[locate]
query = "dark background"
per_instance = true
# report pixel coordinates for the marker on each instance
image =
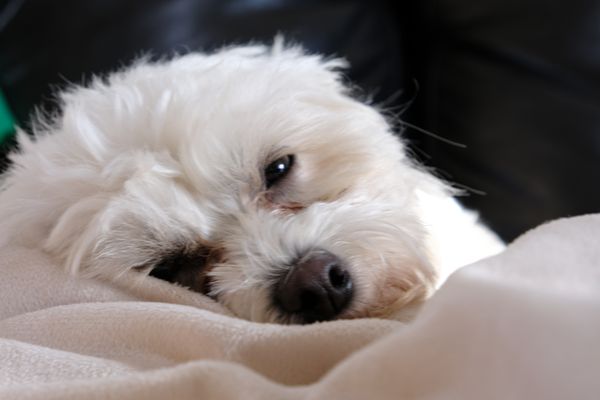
(516, 81)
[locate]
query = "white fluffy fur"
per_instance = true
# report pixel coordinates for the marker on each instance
(170, 153)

——

**THE EXERCISE:**
Rewrite all the items above, swapping "marker" for "point" everywhere and changing nothing else. Omit the pictures from your version.

**REPLY:**
[locate]
query = "dark background"
per_instance = true
# report pixel coordinates for the point on each instance
image =
(516, 81)
[locate]
query = "white fluffy fur"
per_instance = true
# report pixel coordinates for the point on each instance
(170, 153)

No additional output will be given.